Segment Start: Material shown

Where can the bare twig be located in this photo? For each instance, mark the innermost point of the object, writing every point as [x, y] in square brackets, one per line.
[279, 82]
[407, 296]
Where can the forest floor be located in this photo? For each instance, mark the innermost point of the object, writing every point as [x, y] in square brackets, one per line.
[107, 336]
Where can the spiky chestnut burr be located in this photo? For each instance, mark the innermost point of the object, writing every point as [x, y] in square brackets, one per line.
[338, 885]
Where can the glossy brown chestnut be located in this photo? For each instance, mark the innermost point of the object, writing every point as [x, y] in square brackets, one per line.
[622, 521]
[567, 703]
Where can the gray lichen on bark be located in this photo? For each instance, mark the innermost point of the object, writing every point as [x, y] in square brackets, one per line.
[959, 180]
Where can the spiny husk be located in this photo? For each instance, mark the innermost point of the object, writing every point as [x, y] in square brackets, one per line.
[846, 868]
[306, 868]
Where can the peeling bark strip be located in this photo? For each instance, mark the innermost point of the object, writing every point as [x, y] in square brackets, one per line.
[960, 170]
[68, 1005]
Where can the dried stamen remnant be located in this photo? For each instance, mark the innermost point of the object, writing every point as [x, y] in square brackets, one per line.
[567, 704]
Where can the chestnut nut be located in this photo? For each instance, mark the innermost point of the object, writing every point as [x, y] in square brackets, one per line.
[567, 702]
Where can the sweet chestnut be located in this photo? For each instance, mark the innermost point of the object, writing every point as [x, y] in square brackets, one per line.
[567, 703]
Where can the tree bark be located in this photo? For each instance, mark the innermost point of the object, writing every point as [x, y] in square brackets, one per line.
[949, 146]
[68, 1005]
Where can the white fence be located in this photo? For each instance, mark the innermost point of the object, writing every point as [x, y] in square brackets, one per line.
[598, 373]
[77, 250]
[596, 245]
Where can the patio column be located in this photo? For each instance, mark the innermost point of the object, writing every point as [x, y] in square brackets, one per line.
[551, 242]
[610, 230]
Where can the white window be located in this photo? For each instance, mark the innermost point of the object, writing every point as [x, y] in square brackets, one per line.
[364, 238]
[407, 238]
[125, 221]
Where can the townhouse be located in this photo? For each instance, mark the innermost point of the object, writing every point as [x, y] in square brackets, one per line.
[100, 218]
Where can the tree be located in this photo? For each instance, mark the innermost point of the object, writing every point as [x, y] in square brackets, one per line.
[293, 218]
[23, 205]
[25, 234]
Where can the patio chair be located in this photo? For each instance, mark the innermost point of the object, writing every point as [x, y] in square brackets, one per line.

Segment End: Material shown

Keep the wording exact. Give all of the records again.

Where can the bare twig be located in this photo? For each instance, mark the innermost point of the object, writing every point as [x, y] in square brackets, one per line.
[279, 82]
[407, 296]
Where can the forest floor be located in this photo? For each instance, mark the innermost point of the object, writing every point as [x, y] in square brackets, one per line.
[107, 336]
Where can the spiky chestnut burr be located in this photo? For each instance, mark the innermost point of the object, writing every point as [x, y] in square brackets, one per line.
[338, 885]
Where can the glossy brown chestnut be located in this photo? For each instance, mark the innermost point of the object, writing every point as [x, y] in square brackets, one per line.
[622, 521]
[567, 703]
Where can the gray lichen on bark be located in this photo? For each instance, mark the innermost point of the object, writing every point as [x, y] in square brackets, one per line.
[959, 180]
Where can the spiny husk be located in this photo? For each instance, mark the innermost point of the object, writing every point as [x, y] in square brackets, one per line.
[846, 868]
[306, 868]
Where can the peeling bark strip be located in this photo? For each instance, mark the innermost point of the object, writing every point as [x, y] in square brackets, one per line.
[960, 170]
[68, 1005]
Where can the dried stamen remnant be located in this photo? For each instance, mark the innermost point of the object, writing every point as [x, y] in square brackets, one per line.
[567, 704]
Where can the chestnut nut be located in this photo? For each instance, mark the innermost point of the object, writing every point as [x, y] in square brackets, one per line.
[567, 702]
Where can the sweet chestnut be located in this photo? For each instance, mark the innermost point of the object, writing every point as [x, y] in square brackets, one per line.
[567, 703]
Where can the tree bark be located in this photo? For each instance, mark the innermost point of the object, writing every point as [x, y] in square brackets, one per line.
[949, 146]
[68, 1005]
Where can the white fence be located in this photo? For each instance, mark the innermost point of the object, writing every point as [x, y] in square brackets, one per line.
[598, 373]
[77, 250]
[596, 245]
Where can the patio column be located in this photo? For each instance, mark the innermost point of the object, writing every point as [x, y] in square brackets, one per line.
[551, 242]
[610, 230]
Where can the white window be located in this photo? For each instance, mark the innermost point of the object, writing every point as [x, y] in square brackets, one per line.
[364, 238]
[407, 238]
[125, 221]
Where can the townhouse be located in this photo? For each instance, mark the innermost point of the object, writing every point as [x, y] in square brackets, one per line.
[100, 218]
Where can the tree be located in this photo? For each instance, mark the innermost point of the object, writing every point as [x, y] in square brackets, one per line.
[293, 218]
[23, 205]
[25, 234]
Where can the patio chair be located in this photo? For each instance, mark the innermost point of the object, writing every point as [x, y] in square brackets, one per line.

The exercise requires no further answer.